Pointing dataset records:
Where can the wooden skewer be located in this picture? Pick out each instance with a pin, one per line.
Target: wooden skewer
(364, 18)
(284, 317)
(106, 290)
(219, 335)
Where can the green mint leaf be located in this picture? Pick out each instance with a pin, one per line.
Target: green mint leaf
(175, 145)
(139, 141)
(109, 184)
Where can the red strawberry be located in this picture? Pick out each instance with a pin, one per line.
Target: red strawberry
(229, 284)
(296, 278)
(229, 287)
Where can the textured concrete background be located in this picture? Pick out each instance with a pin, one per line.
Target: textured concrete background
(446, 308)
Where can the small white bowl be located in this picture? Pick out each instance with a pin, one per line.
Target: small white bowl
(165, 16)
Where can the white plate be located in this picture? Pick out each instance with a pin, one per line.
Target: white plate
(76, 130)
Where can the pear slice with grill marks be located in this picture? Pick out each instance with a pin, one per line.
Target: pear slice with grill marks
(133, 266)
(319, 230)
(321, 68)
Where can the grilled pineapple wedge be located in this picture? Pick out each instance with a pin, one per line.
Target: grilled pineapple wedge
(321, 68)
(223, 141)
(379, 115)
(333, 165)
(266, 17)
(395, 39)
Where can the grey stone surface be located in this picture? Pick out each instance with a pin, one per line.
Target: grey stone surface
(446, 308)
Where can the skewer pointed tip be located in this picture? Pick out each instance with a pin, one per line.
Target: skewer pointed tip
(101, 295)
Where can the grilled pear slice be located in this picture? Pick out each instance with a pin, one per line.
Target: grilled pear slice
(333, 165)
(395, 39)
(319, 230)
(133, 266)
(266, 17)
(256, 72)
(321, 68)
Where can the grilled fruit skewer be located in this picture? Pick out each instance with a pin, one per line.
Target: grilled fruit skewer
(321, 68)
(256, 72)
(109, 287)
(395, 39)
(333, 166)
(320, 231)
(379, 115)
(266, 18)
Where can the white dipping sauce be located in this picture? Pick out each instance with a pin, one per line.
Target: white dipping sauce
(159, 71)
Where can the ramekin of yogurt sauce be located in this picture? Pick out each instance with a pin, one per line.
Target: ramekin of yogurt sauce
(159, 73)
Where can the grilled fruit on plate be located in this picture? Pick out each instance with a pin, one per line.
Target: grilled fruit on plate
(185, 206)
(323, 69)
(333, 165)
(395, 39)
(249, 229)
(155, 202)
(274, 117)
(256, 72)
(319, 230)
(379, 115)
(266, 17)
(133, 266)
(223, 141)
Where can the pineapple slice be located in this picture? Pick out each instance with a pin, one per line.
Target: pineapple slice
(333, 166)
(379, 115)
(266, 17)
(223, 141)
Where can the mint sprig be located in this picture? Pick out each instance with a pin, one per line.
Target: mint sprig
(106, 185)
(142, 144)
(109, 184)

AIM OF THE TASK: Please set down all of the items above again, line for line, without changing a single character.

THE RESULT:
Where can the wooden skewer be located in this picture? Pick out each instance with a pin, one per line.
Target: wooden skewer
(364, 18)
(284, 317)
(106, 290)
(219, 335)
Where can the green mint leaf be located in this picture? Pick out each instance with a pin, one per line.
Target: green mint leaf
(175, 145)
(139, 141)
(109, 184)
Where can the red strawberry be located in this picture? Pick out each instance with a pin, one per line.
Target: red strawberry
(229, 284)
(296, 278)
(229, 287)
Where can the textured concrete background be located in this picture? Pick out each instance with a pin, one per line.
Target: textured concrete background
(446, 308)
Where can the small white bowl be located in this picture? Pick out each instance with a pin, one per line.
Target: small white bowl
(165, 16)
Where can the white plate be located in this picture? Pick out each instance with a pin, one per line.
Target: white plate
(76, 130)
Where can the pear slice with grill marks be located in this picture? Pick out each instance with a pin, one per line.
Target: pear slice with grill marks
(133, 266)
(319, 230)
(321, 68)
Where can the grilled pineapple wedge be located in this picture? Pick out each instance with a pin, one per line.
Target: grilled pineapple wedge
(321, 68)
(223, 141)
(379, 115)
(333, 165)
(266, 17)
(395, 39)
Where can the grey stone surface be located in this picture? Pick out each instance with a pin, one per line.
Target: grey stone surface
(446, 308)
Where can the skewer pointed tip be located in this picture? Pick out each instance with a pin, one per line.
Target: skewer pointed tip
(101, 295)
Where can the grilled pear slice be located in this picture? Pick out each instance with a pin, one per line.
Target: grilled pear slice
(333, 165)
(395, 39)
(319, 230)
(133, 266)
(266, 17)
(256, 72)
(321, 68)
Where can the grilled fruit skewer be located in this picture? Pick out each instance with a pin, one per line.
Target: grilled fruit skewer
(321, 68)
(256, 72)
(109, 287)
(395, 39)
(333, 166)
(320, 231)
(379, 115)
(266, 18)
Where can the white dipping sauce be located in this picture? Pick out each instance with a pin, one per line.
Target: white dipping sauce
(159, 71)
Where can the ramekin of yogurt sauce be located in this picture? Pick out each instance with a pin, one per line.
Target: ramekin of yogurt sauce
(159, 73)
Where can the grilled fruit on plate be located in this picture? Pick out each instance with a pin, one per line.
Target: grilled fruit on plate
(185, 206)
(323, 69)
(333, 165)
(395, 39)
(249, 229)
(155, 202)
(274, 117)
(256, 72)
(319, 230)
(379, 115)
(266, 17)
(133, 266)
(223, 141)
Where can the pineapple slice be located in this picture? Pick out each instance with a pin, one per line.
Target: pineapple slice
(333, 166)
(379, 115)
(266, 17)
(223, 141)
Where can the mint sprig be located in this picture? Pick out each instance with a pin, one per line.
Target: mint sprig
(106, 185)
(142, 144)
(109, 184)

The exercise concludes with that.